◆ Exercise goal
Print the data below exactly, but only the lines from the one containing "Teacher note: have the class pick out the cow tail" down to the one containing "Teacher note: have the class pick out the cow muzzle", inclusive.
*** Supplied records ***
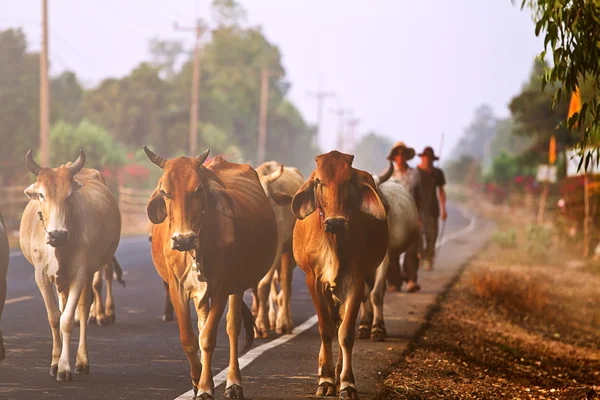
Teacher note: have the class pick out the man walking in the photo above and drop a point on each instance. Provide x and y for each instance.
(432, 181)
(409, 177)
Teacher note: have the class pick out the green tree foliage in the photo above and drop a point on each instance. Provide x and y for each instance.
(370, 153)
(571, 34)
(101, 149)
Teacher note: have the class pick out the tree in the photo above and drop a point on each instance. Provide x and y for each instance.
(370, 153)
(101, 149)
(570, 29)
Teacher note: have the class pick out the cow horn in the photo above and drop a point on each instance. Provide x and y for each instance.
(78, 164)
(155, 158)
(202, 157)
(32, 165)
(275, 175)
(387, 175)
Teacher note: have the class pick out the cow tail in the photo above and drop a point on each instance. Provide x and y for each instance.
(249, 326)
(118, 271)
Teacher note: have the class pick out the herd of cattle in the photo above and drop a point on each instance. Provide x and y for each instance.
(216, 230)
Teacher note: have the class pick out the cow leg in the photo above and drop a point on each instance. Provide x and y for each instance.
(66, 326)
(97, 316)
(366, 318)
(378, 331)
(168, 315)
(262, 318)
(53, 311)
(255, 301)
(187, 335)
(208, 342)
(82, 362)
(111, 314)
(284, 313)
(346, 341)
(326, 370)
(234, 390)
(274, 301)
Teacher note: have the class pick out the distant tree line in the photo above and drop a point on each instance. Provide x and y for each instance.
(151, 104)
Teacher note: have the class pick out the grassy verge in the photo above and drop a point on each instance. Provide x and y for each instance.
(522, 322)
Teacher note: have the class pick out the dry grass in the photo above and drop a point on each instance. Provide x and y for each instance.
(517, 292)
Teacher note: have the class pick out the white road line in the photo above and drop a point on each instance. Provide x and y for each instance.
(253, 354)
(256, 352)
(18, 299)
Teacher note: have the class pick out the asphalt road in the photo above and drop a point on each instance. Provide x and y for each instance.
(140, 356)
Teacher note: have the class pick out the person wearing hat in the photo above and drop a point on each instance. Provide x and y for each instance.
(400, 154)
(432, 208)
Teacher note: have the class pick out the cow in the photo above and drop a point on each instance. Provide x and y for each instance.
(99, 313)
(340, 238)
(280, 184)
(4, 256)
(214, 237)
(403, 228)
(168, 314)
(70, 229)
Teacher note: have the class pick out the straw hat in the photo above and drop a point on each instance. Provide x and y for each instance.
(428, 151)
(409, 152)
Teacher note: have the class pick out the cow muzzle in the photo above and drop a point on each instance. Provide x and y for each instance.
*** End of Supplied records ***
*** Supplied records ***
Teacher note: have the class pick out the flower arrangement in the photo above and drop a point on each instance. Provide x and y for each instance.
*** End of Supplied records ***
◆ Expected output
Teacher note: have the class pick out the cow tail in the photo above and drop a point on each instance. Provide x and y for each instance.
(249, 326)
(118, 271)
Teacher note: have the class pick out the herd of cattle in the photo above and drop a point on each instance. Provide x and y for each instance.
(216, 230)
Teacher note: have the class pick out the cow leg in the photo above and drop a point on each instance. Provide x and y for each instance.
(66, 326)
(97, 316)
(366, 318)
(378, 331)
(168, 315)
(262, 318)
(53, 311)
(255, 301)
(187, 335)
(208, 342)
(82, 362)
(111, 314)
(284, 313)
(346, 341)
(326, 370)
(234, 390)
(274, 301)
Teacher note: have the class pick out the distant tree line in the photo above and drop a point on each instance. Provide x and y for each instance.
(151, 104)
Teacher note: have the class pick out the grassy verge in the photo above and drop a point on each instance. Provide x and y for each instance.
(522, 322)
Teacher note: have the class pick out the dry grass in the photo above and drop a point on each instance. Provide x and y for each instance.
(517, 292)
Teacher note: have the class pick out the white road line in the photo above and drop a point on each instance. Provide x and y for each instance.
(253, 354)
(256, 352)
(18, 299)
Teacher note: have the class pick out the asphalt road in the photo above and drop a point on each instance. Provide x and y for each instance.
(140, 356)
Teacher note: have the class pick out the person wearing hat in the photo above and drop a point on each instance. Provide x and y for each instance.
(400, 154)
(432, 208)
Teacher note: have the class pick out the cow in the photo above and drop a point on each instance. Provide x and y for each instance.
(99, 313)
(340, 238)
(280, 184)
(4, 256)
(214, 237)
(403, 228)
(168, 314)
(70, 229)
Teacher note: have the class pick out the straw hat in the photo above and drop a point on each instance. Provide x and y for each instance.
(428, 151)
(409, 152)
Teacher note: have the class pick out the cow muzzle in the photo above and drop a point on each instance. Provide x and y for each instance.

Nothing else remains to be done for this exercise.